PASSAGE DU TEXTE:
A l'époque d'Edo (1603-1868), cette partie de la capitale, à dix minutes à pied du site touristique d'Asakusa, abritait des courtisanes de haut-rang dans un monde cloisonné de luxe et d'illusion.

Etabli en 1618 pour réguler la prostitution, Yoshiwara avait été déplacé dans l'est de la ville après un incendie en 1657.

"On attache souvent à ces lieux une +histoire négative+. La vérité, c'est que des gens y ont vécu (...) et lutté pour survivre", explique celle qui s'est choisi comme pseudonyme "Beniko".

La photographe de 52 ans, originaire de Saitama en banlieue de Tokyo, a travaillé une décennie dans le pâté de maisons Senzoku 4-Chome, encore appelé communément Yoshiwara.

Après une enfance difficile marquée par du harcèlement scolaire, Beniko avait commencé le travail du sexe dès 19 ans tout en menant des études d'art. "Un client m'avait alors dépeint Yoshiwara comme l'enfer sur terre, me disant: +Si tu vas (là-bas), ta vie est terminée+", se souvient-t-elle.

Beniko rejoindra quand même à 22 ans ces établissements tokyoïtes aux services à caractère sexuel.

Bains de vapeur 

Beniko arpente désormais les lieux appareil photo au cou. Elle pointe l'emplacement où se trouvait jadis l'arche de Yoshiwara, principal accès au quartier des plaisirs, surveillée pour s'assurer que les courtisanes ne s'enfuient pas.

Cette ancienne zone de prostitution réglementée est considérée comme l'un des berceaux de la culture populaire d'Edo. Yoshiwara a décliné après la modernisation à l'ère Meiji (1868-1912).

Après l'application d'une loi anti-prostitution en 1958, les lumières des quartiers rouges japonais se sont progressivement éteintes.

"Les autorités ont tenté de redynamiser Yoshiwara en transformant (les maisons closes) en auberges", explique Go Watanabe, propriétaire de la librairie Kastori spécialisée dans les quartiers rouges.

Mais les "bains turcs", établissements traditionnels de bains à vapeur, gagnaient en popularité: non destinés initialement à des fins illicites, ces lieux ont changé de nature avec l'augmentation de services sexuels clandestins.

Malgré l'interdiction de la prostitution, ces établissements rebaptisés "soaplands" proposent jusqu'à nos jours des services à caractère sexuel.

Beniko, qui a travaillé dans plusieurs d'entre eux, s'avance dans l'avenue Sumicho: les bâtiments colorés aux fenêtres condamnées des "soaplands" ouvrent leurs portes en cette fin de matinée, de la vapeur fumant au-dessus des toits.

"Chaque chambre n'est pas très grande, elle comprend un lit et une salle de bain", se souvient Beniko, qui anime des visites guidées du quartier.

DONNÉES ENREGISTRÉES:
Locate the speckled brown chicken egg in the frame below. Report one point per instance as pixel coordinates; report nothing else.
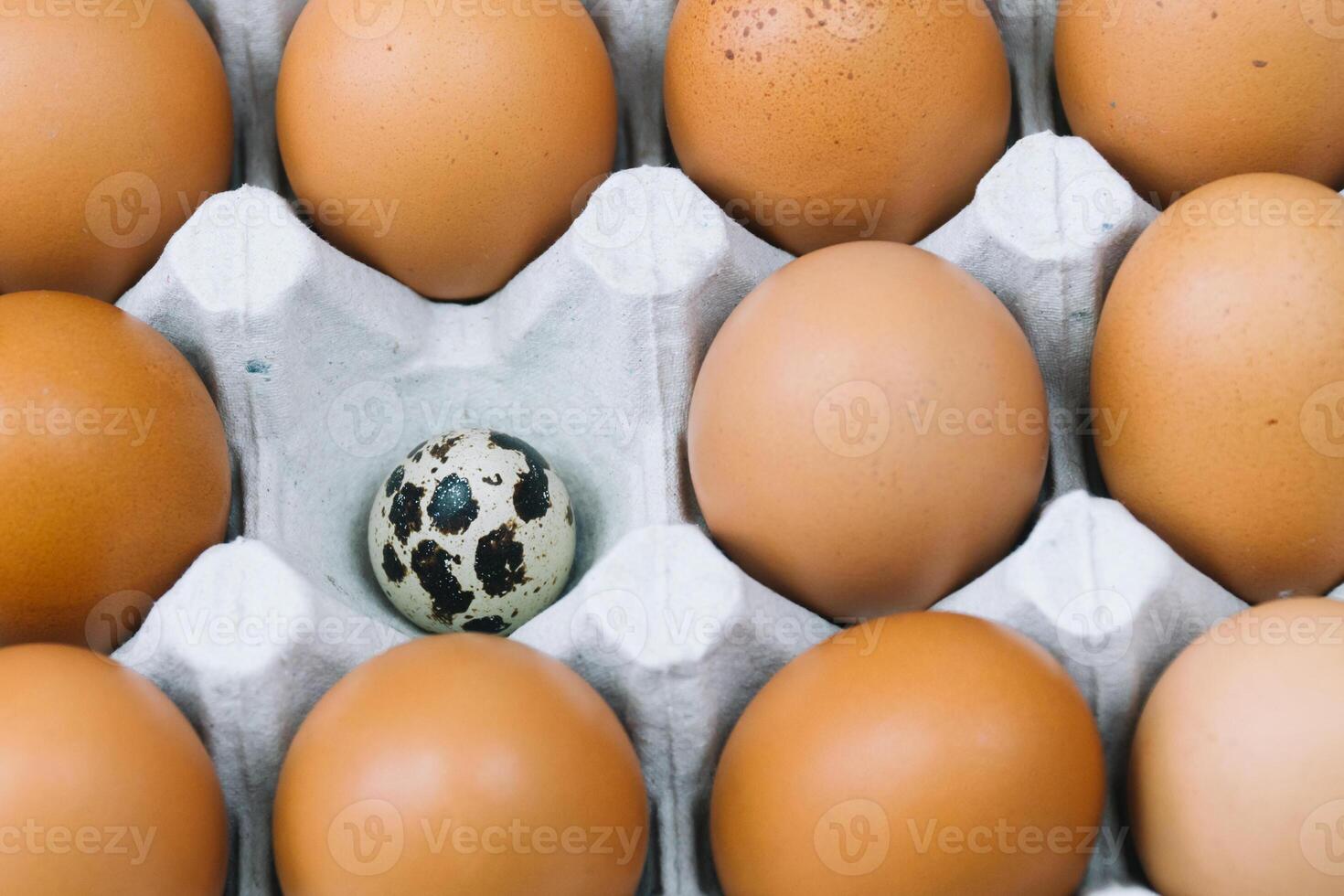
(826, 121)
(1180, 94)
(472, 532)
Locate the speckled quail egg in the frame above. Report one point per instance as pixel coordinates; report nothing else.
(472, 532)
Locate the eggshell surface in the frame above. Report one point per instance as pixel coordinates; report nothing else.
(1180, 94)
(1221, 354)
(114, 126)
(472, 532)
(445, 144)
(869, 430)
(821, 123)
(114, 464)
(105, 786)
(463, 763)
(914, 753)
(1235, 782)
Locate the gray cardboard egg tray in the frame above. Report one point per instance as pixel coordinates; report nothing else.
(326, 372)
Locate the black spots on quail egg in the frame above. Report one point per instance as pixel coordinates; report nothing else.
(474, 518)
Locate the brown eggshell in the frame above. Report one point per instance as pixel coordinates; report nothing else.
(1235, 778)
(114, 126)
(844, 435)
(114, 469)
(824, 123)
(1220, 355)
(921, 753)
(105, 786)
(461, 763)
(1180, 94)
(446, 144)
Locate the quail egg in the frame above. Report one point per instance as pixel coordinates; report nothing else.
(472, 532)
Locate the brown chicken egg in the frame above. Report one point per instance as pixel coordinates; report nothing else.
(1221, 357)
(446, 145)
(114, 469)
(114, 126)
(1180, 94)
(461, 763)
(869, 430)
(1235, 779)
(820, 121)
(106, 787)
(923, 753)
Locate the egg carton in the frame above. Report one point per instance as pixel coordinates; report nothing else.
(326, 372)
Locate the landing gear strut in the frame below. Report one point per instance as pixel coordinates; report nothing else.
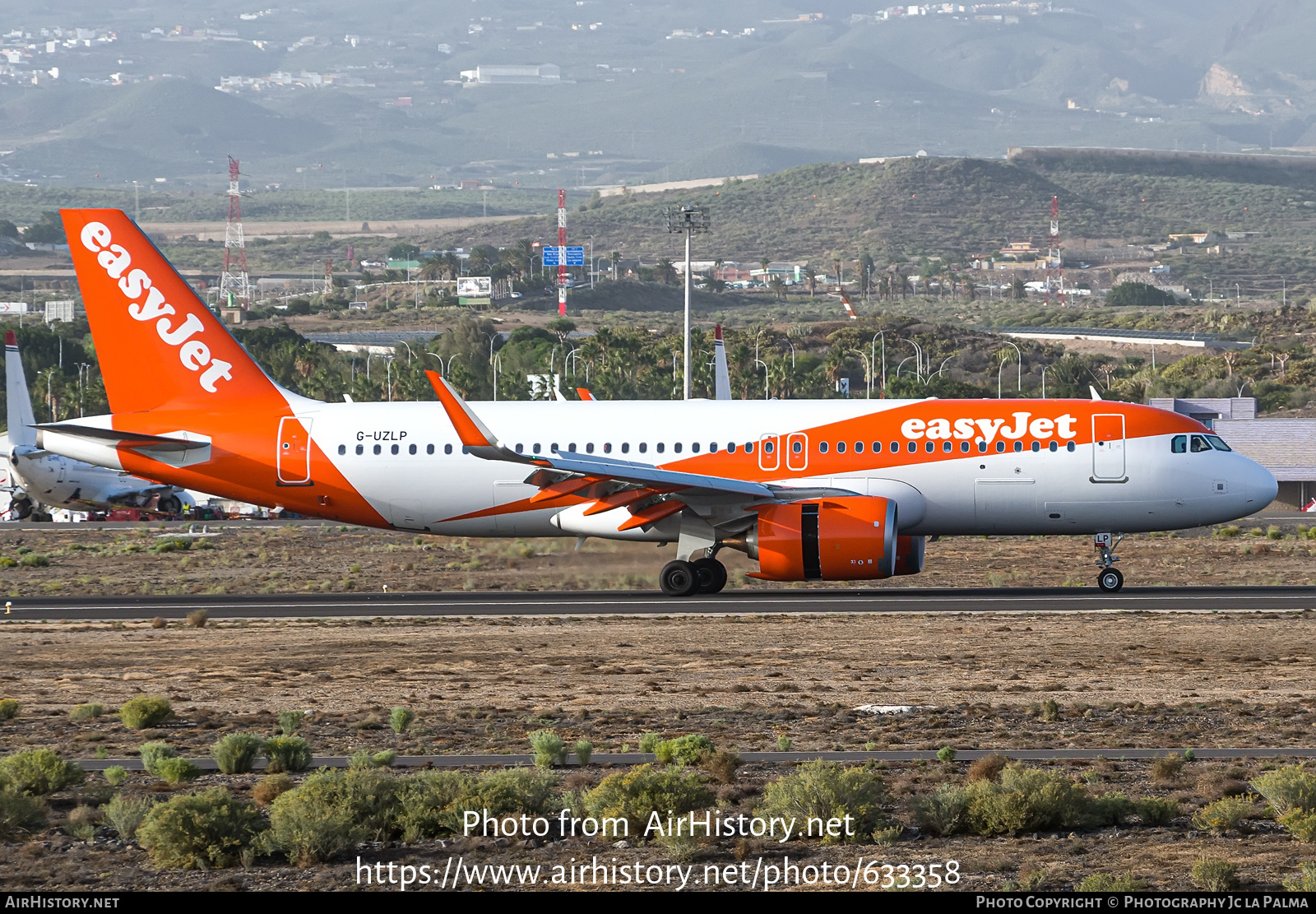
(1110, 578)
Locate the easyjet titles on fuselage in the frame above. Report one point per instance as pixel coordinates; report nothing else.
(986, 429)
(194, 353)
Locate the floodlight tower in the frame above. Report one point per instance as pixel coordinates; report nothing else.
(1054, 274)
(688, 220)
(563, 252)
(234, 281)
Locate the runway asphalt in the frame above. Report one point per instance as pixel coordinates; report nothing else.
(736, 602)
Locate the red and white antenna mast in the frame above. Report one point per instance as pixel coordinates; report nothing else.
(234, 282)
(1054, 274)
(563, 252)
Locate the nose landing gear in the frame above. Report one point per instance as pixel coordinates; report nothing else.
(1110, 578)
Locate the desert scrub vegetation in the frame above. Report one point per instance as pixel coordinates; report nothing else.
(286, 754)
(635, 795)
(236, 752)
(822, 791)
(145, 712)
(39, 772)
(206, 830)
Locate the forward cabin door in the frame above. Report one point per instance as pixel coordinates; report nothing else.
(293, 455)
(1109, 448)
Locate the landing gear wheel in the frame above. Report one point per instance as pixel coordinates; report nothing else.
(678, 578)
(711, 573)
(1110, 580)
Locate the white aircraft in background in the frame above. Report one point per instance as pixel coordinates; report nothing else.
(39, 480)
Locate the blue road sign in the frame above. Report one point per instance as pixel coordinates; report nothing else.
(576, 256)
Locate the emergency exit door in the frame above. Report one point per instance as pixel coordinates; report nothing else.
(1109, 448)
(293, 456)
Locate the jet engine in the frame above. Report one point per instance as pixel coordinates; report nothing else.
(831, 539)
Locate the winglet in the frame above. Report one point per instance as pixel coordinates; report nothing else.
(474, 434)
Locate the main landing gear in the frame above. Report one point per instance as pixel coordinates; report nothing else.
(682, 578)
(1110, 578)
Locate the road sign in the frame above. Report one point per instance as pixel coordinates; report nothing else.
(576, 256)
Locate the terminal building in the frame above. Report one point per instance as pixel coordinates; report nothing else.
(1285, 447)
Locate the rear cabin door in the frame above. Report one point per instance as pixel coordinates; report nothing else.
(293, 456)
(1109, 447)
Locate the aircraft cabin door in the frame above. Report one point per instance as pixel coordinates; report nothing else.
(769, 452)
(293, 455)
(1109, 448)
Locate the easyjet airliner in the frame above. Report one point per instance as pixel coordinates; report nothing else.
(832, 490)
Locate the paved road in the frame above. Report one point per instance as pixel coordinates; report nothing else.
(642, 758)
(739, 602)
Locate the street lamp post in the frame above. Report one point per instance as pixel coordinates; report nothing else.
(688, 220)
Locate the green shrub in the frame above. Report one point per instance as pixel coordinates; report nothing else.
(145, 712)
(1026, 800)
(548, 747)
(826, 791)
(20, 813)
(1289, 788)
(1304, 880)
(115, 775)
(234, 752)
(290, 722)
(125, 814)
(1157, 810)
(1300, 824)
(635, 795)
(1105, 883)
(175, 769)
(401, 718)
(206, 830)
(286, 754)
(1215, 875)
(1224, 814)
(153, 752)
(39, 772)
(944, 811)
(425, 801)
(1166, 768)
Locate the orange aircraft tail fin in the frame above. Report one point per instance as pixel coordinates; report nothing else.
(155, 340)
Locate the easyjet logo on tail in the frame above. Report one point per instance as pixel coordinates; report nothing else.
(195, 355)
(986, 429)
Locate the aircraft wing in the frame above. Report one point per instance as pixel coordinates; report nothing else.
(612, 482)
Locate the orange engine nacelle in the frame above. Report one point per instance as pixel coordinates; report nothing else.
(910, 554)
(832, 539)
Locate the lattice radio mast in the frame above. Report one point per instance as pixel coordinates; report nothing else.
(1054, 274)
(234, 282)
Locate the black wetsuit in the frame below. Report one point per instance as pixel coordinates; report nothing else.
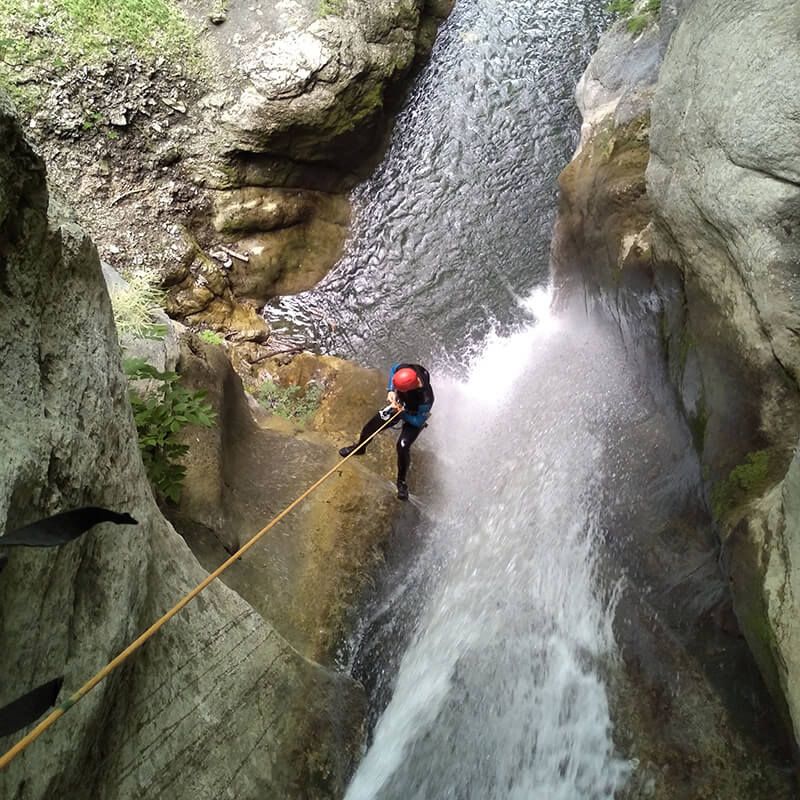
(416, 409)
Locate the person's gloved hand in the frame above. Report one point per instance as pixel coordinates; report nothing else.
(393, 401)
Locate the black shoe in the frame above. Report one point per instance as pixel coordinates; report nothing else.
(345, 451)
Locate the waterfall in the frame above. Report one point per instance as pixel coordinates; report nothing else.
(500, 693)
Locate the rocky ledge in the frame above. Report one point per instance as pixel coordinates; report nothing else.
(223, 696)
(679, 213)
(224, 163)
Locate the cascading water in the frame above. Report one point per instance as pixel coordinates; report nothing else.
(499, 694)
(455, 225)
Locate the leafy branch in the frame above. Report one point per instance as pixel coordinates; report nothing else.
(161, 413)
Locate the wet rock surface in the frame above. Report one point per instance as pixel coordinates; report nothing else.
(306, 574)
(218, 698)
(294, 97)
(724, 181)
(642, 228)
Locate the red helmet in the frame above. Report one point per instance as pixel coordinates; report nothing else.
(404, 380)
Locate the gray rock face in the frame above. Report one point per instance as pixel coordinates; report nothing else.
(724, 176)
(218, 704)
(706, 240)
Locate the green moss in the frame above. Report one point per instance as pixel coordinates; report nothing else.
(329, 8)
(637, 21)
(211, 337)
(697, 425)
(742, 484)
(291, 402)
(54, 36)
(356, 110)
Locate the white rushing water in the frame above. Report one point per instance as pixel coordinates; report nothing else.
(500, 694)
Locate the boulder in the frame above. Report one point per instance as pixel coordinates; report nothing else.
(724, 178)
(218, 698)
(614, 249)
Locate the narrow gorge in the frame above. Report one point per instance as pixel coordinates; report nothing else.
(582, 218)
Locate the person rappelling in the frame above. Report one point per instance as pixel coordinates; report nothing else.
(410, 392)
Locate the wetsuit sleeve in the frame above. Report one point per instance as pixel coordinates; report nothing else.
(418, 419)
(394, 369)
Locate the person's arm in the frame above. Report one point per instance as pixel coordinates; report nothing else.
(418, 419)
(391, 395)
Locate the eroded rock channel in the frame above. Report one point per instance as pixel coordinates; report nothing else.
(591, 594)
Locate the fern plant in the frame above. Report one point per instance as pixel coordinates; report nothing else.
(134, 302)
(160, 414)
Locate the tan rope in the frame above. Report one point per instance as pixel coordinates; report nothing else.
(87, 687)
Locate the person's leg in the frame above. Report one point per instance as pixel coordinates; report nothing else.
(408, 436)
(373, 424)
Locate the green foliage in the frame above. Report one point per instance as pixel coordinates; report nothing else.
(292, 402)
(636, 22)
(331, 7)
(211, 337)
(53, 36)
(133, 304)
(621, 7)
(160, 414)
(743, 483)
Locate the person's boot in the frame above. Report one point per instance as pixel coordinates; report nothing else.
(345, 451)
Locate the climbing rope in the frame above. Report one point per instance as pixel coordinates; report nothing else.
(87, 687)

LA CONSIGNE: Quels âges de Beniko le texte sur Yoshiwara mentionne-t-il, et à quoi chacun se rapporte-t-il ?

LE RÉSULTAT:
- 19 ans : elle commence le travail du sexe tout en menant des études d'art.
- 22 ans : elle rejoint les établissements tokyoïtes aux services à caractère sexuel de Yoshiwara.
- 52 ans : son âge actuel de photographe.